» **WORK TO DO**:
A) Copy out the part of the reserve report passage that opens with the words containing "The remaining two" and closes with "and Texas wells.".
B) According to the reserve report passage, why do Ryder Scott and Netherland Sewell adjust product prices for each property? Answer in one to three sentences.
C) Carry on the reserve report passage, starting after its final sentence.

» **PASSAGE PROVIDED**:
Begin

The remaining two reserve reports included in Exhibit 99.2 were prepared by Ryder Scott Company L.P. and Netherland Sewell and Associates, Inc. These reports cover our wells in Texas and Louisiana. Like the Cawley, Gillespie and Associates reserve report, both Ryder Scott L.P. and Netherland Sewell and Associates, Inc. adjust product prices for each property to
reflect adjustments to the benchmark prices for gravity, quality, local conditions, gathering and transportation fees and/or distance from the market. The average adjusted natural gas price used in the estimates for these reports is $4.15/MCF and $4.025/MCF, respectively.The 2011 average historic received price of $4.85/MCF disclosed on page 33 of our Form 10-K is the average price received across all of our properties, including Bakken, Louisiana and Texas wells.

End

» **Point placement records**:
Begin

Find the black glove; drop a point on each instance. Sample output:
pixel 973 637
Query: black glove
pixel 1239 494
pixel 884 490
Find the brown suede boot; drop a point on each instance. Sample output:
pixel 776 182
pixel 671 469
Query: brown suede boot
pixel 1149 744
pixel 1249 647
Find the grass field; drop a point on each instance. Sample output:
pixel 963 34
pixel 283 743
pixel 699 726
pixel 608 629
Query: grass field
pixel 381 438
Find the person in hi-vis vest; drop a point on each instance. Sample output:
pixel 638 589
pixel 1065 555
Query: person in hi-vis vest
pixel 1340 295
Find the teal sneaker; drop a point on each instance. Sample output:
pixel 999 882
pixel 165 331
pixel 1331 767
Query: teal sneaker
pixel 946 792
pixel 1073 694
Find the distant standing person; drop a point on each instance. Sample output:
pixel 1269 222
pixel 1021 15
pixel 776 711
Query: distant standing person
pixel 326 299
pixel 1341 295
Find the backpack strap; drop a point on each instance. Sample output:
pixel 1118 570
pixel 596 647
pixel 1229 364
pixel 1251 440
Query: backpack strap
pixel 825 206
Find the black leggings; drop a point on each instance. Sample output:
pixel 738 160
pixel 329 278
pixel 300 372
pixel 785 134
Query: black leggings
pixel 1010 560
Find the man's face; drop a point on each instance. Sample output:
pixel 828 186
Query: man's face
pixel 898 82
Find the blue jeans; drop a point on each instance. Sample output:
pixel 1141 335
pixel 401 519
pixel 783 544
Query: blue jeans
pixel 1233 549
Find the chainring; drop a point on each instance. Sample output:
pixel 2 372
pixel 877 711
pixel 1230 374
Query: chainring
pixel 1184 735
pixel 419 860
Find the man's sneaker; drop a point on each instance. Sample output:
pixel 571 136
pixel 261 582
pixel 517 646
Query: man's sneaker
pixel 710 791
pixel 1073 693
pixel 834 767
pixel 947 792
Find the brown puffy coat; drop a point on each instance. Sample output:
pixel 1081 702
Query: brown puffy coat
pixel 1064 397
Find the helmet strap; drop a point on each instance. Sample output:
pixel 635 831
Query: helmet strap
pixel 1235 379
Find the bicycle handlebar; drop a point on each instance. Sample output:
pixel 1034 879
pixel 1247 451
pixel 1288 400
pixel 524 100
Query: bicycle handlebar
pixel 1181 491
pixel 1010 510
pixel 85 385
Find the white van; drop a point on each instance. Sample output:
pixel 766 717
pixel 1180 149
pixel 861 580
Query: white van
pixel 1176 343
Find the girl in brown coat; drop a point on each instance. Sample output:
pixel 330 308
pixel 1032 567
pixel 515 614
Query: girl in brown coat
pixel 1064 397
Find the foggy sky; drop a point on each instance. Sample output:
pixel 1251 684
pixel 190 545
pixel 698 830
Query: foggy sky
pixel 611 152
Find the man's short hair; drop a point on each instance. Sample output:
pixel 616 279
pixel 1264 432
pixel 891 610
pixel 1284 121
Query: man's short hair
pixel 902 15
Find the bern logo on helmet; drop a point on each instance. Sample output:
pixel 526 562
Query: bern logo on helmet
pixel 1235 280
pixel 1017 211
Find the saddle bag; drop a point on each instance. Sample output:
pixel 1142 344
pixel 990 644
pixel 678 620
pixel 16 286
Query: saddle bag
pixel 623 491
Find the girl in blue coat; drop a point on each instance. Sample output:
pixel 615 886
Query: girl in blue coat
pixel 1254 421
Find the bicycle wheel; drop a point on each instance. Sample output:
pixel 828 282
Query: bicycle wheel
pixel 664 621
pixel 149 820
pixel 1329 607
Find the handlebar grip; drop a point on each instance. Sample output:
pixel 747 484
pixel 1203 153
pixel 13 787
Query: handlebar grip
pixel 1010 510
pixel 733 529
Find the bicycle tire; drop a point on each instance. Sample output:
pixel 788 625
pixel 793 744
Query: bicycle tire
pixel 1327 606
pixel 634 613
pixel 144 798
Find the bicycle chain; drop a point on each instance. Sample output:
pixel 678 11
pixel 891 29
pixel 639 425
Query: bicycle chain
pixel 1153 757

End

» **RESULTS**:
A)
The remaining two reserve reports included in Exhibit 99.2 were prepared by Ryder Scott Company L.P. and Netherland Sewell and Associates, Inc. These reports cover our wells in Texas and Louisiana. Like the Cawley, Gillespie and Associates reserve report, both Ryder Scott L.P. and Netherland Sewell and Associates, Inc. adjust product prices for each property to
reflect adjustments to the benchmark prices for gravity, quality, local conditions, gathering and transportation fees and/or distance from the market. The average adjusted natural gas price used in the estimates for these reports is $4.15/MCF and $4.025/MCF, respectively.The 2011 average historic received price of $4.85/MCF disclosed on page 33 of our Form 10-K is the average price received across all of our properties, including Bakken, Louisiana and Texas wells.

B) They adjust product prices for each property to reflect adjustments to the benchmark prices. These adjustments account for gravity, quality, local conditions, gathering and transportation fees, and/or distance from the market.

C)
* * * * *
The Company acknowledges that:
· | it is responsible for the adequacy and accuracy of the disclosure in the filing; |
· | Staff comments or changes to disclosure in response to Staff comments do not foreclose the Commission from taking any action with respect to the filing; and |
· | it may not assert Staff comments as a defense in any proceeding initiated by the Commission or any person under the federal securities laws of the United States. |
Should you require further clarification of any of the issues raised in this letter, please contact the undersigned at (307) 856-9271. Thank you in advance for your assistance.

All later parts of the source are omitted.